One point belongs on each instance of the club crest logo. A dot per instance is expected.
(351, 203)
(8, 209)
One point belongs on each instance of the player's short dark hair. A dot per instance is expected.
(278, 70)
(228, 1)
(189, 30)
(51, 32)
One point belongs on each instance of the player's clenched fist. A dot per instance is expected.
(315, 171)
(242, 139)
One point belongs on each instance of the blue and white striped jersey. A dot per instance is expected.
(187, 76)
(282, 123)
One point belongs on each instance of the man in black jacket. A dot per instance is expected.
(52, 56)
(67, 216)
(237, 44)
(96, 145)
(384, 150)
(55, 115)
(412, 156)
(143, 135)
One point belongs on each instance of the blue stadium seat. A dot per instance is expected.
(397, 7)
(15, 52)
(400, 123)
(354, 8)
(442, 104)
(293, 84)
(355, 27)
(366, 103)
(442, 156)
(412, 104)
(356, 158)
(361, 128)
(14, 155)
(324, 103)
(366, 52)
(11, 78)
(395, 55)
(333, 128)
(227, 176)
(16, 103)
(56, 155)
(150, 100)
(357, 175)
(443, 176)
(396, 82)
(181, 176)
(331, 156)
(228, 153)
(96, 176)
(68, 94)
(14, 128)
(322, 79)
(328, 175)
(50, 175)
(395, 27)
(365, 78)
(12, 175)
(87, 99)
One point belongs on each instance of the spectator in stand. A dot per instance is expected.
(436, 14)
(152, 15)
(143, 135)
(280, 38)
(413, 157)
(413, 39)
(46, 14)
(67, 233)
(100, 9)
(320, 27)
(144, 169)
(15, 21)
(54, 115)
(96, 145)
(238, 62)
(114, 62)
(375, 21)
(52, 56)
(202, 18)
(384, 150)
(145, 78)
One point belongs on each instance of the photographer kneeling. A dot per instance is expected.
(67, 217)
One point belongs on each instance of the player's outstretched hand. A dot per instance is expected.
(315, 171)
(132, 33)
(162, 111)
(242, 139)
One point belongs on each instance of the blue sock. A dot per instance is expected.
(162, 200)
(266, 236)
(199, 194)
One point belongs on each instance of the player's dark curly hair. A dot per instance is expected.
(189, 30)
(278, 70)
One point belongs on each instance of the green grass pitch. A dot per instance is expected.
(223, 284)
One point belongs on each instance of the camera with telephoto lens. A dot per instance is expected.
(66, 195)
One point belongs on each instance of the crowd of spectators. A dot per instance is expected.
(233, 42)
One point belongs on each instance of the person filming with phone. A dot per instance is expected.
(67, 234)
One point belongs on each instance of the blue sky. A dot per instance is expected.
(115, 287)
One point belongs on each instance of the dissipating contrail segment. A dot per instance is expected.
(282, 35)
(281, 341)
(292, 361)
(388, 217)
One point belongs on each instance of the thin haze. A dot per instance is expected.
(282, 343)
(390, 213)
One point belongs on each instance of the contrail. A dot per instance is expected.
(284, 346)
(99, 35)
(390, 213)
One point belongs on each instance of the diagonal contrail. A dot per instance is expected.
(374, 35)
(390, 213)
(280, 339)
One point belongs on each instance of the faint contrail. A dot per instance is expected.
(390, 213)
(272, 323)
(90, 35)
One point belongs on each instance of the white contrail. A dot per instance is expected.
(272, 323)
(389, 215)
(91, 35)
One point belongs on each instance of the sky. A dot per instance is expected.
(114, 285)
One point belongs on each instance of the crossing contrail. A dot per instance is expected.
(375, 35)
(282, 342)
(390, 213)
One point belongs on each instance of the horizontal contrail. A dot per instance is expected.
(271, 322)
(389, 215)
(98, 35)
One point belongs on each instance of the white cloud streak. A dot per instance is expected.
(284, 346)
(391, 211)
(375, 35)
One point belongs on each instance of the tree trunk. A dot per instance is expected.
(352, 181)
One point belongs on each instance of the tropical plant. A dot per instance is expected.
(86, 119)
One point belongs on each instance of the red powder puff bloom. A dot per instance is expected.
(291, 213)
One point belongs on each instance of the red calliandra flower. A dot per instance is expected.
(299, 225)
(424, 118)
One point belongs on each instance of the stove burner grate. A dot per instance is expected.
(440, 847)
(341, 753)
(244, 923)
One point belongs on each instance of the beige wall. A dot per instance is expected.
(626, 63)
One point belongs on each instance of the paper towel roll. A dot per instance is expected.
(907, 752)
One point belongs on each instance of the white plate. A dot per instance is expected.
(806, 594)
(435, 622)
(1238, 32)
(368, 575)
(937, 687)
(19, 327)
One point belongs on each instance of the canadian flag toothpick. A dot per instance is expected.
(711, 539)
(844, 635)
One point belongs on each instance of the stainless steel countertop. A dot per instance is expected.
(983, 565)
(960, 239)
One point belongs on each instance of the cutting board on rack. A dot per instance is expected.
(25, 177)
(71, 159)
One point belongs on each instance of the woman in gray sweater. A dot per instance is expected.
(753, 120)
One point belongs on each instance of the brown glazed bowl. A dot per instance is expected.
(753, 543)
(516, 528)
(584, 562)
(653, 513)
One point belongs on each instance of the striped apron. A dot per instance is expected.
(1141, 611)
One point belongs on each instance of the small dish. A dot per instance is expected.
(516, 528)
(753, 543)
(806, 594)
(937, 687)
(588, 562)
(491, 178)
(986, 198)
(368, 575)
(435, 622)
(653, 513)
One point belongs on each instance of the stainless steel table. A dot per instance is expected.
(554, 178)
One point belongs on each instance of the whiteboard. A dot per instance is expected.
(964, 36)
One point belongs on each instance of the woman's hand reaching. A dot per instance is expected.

_Task goal_: Reproduce the part of the entries that opens with the line containing "One point belongs on each instance of the cutting" and closes with the last line of the entries, switching "stainless steel table" to "metal prep table" and leaving everything else unchanged. Give only that part.

_Exercise response_:
One point belongs on each instance of the cutting board on rack. A dot per instance is expected.
(25, 177)
(71, 159)
One point belongs on each instance of the woman in gray sweater. A dot per instance is expected.
(753, 120)
One point belongs on each instance of the brown glazed bowl. A dot per instance is expected.
(753, 543)
(516, 528)
(584, 562)
(653, 513)
One point belongs on each instance of the striped apron. A dot per instance is expected.
(1141, 611)
One point belongs on each instance of the small dish. A dot per instance is expected.
(516, 528)
(753, 543)
(806, 594)
(937, 687)
(588, 562)
(491, 178)
(986, 198)
(368, 575)
(435, 622)
(653, 513)
One point belongs on each instance of the metal prep table. A dot per instance is expected.
(554, 178)
One point belongs on each instance of the whiteboard. A dot per instance is expected.
(964, 36)
One point belongs on each instance of the woman's hand reaching. A dot per instance is expected.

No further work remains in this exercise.